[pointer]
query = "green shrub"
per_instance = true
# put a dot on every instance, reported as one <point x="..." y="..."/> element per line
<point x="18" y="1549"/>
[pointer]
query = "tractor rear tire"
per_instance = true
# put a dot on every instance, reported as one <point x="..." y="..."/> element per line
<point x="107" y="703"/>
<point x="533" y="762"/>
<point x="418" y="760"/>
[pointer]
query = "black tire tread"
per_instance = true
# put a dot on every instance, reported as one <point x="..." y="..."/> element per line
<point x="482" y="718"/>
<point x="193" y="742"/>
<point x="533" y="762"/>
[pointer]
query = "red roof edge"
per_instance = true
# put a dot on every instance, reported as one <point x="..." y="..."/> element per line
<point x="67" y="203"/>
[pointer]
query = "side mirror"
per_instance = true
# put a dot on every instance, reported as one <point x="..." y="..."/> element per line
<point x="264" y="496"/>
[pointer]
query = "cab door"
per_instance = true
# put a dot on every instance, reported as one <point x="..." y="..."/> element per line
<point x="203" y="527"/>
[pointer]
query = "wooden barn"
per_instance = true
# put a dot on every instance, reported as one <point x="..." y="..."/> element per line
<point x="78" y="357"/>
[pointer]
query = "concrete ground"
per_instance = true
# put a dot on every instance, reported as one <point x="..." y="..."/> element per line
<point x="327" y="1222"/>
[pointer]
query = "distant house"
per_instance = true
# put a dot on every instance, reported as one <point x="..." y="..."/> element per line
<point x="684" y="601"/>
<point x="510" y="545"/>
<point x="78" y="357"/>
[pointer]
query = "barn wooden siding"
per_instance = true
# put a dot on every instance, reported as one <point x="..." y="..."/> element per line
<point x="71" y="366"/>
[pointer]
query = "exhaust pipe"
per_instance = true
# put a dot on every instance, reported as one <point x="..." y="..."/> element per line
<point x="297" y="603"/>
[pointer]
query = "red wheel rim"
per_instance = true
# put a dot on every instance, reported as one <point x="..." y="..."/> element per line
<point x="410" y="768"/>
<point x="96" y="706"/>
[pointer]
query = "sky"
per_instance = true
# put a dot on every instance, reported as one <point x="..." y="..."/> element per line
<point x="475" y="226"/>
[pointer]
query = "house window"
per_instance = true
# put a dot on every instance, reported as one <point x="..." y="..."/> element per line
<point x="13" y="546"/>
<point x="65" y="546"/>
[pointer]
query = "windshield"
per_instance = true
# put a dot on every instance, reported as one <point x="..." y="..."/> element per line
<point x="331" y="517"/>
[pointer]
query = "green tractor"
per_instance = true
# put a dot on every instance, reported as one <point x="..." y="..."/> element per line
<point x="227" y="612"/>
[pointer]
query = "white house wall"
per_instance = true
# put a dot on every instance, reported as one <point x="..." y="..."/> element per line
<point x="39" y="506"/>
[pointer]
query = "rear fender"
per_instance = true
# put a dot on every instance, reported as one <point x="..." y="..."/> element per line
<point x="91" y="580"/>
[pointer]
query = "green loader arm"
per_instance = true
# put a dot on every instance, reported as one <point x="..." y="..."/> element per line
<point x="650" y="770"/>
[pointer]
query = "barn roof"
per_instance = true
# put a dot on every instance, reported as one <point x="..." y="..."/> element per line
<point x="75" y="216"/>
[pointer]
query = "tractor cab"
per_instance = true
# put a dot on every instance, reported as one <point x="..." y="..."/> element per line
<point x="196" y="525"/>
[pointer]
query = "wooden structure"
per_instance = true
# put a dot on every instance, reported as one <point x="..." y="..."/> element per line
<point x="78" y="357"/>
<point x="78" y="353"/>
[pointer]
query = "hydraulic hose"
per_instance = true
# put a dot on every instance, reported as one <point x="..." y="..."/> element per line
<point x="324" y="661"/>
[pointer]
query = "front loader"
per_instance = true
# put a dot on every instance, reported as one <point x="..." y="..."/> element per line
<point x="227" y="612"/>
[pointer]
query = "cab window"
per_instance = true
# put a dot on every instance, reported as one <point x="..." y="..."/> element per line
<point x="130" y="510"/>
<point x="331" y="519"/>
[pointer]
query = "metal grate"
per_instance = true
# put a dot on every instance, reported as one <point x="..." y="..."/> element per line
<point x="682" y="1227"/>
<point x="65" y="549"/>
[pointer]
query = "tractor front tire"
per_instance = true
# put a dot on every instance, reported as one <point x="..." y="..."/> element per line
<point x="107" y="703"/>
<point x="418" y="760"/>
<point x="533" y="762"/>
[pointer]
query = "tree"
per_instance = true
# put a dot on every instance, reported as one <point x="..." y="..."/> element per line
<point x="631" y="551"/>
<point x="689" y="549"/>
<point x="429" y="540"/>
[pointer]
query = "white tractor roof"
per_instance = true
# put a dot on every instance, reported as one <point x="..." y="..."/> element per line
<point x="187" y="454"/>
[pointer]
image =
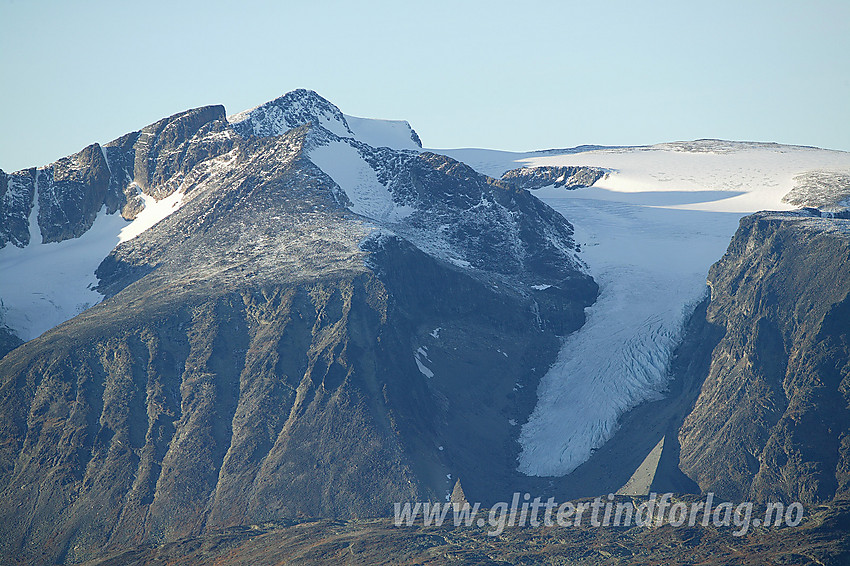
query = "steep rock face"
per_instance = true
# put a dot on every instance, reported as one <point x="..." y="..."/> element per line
<point x="289" y="111"/>
<point x="531" y="178"/>
<point x="17" y="191"/>
<point x="71" y="192"/>
<point x="169" y="147"/>
<point x="772" y="419"/>
<point x="264" y="354"/>
<point x="301" y="107"/>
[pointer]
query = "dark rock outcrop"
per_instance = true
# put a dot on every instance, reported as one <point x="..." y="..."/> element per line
<point x="265" y="354"/>
<point x="569" y="178"/>
<point x="17" y="191"/>
<point x="773" y="418"/>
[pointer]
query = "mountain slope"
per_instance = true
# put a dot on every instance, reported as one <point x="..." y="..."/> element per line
<point x="772" y="421"/>
<point x="264" y="352"/>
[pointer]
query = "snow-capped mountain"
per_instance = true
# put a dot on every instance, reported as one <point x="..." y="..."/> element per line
<point x="293" y="312"/>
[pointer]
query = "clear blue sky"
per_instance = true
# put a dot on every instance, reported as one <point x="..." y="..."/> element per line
<point x="504" y="75"/>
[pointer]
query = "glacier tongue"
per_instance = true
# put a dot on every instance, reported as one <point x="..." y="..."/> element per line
<point x="649" y="232"/>
<point x="650" y="273"/>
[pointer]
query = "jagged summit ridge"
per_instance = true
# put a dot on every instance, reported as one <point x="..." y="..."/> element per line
<point x="301" y="107"/>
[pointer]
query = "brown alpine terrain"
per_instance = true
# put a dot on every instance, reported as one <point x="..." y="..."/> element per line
<point x="274" y="364"/>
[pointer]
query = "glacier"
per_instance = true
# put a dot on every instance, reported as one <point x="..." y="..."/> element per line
<point x="649" y="231"/>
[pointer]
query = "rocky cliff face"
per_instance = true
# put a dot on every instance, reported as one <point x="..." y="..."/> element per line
<point x="266" y="353"/>
<point x="68" y="194"/>
<point x="773" y="418"/>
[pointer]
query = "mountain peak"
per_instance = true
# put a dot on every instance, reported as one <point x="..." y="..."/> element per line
<point x="289" y="111"/>
<point x="303" y="106"/>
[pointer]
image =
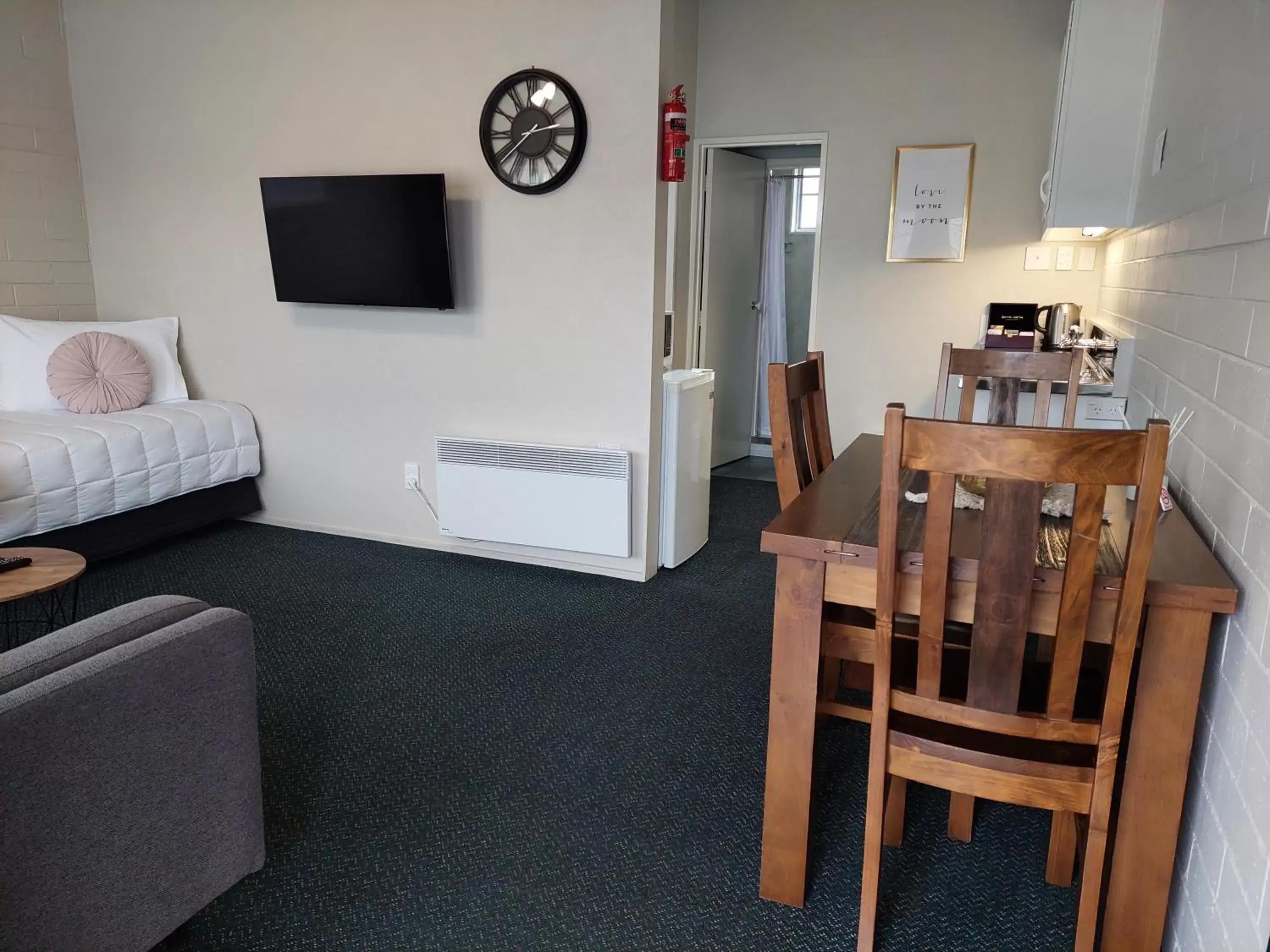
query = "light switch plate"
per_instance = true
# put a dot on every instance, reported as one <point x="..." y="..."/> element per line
<point x="1037" y="258"/>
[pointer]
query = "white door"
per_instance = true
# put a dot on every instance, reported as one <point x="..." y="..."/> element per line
<point x="732" y="261"/>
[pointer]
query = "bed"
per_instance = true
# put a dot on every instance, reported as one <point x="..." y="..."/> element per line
<point x="103" y="484"/>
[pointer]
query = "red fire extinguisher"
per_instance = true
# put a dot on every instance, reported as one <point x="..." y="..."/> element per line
<point x="675" y="136"/>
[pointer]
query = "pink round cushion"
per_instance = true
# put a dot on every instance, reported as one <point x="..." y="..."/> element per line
<point x="98" y="374"/>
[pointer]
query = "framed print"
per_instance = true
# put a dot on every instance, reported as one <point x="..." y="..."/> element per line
<point x="930" y="204"/>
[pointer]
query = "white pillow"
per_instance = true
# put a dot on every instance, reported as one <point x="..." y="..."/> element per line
<point x="26" y="346"/>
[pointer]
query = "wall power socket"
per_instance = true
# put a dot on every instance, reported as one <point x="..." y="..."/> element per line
<point x="1104" y="408"/>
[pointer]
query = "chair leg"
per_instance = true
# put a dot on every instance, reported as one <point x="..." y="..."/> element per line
<point x="893" y="823"/>
<point x="859" y="676"/>
<point x="961" y="817"/>
<point x="1095" y="856"/>
<point x="872" y="871"/>
<point x="1062" y="848"/>
<point x="831" y="676"/>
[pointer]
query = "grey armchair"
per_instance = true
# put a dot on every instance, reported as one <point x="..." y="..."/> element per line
<point x="130" y="776"/>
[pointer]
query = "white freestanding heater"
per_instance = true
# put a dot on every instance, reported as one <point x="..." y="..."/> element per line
<point x="687" y="422"/>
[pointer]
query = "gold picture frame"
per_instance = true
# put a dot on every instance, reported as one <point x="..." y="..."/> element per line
<point x="940" y="174"/>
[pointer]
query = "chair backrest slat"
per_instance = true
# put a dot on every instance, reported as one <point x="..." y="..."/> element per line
<point x="935" y="583"/>
<point x="1008" y="370"/>
<point x="801" y="424"/>
<point x="1002" y="596"/>
<point x="1074" y="611"/>
<point x="1016" y="462"/>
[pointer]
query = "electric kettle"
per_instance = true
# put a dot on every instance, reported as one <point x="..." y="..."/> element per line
<point x="1060" y="318"/>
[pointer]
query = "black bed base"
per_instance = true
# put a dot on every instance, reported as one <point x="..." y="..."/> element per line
<point x="122" y="532"/>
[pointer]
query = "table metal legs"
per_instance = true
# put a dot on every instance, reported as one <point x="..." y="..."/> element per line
<point x="39" y="615"/>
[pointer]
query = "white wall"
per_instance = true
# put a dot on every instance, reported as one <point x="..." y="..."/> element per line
<point x="182" y="106"/>
<point x="878" y="75"/>
<point x="45" y="270"/>
<point x="1194" y="286"/>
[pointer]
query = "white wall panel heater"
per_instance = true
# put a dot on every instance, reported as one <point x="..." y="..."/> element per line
<point x="571" y="498"/>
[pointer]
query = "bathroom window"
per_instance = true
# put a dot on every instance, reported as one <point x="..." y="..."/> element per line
<point x="807" y="196"/>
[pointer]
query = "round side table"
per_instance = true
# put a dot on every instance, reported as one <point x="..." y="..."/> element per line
<point x="49" y="586"/>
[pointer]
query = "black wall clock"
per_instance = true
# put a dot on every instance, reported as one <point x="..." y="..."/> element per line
<point x="534" y="131"/>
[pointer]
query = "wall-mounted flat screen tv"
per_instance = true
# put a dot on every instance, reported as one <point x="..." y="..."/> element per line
<point x="378" y="240"/>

WHAT TO WORK ON → Find every line in the entries above that contains the word "wooden", and copy each of those lines in full.

OUTPUT →
query = "wooden barn"
query = "barn wooden siding"
query = "wooden structure"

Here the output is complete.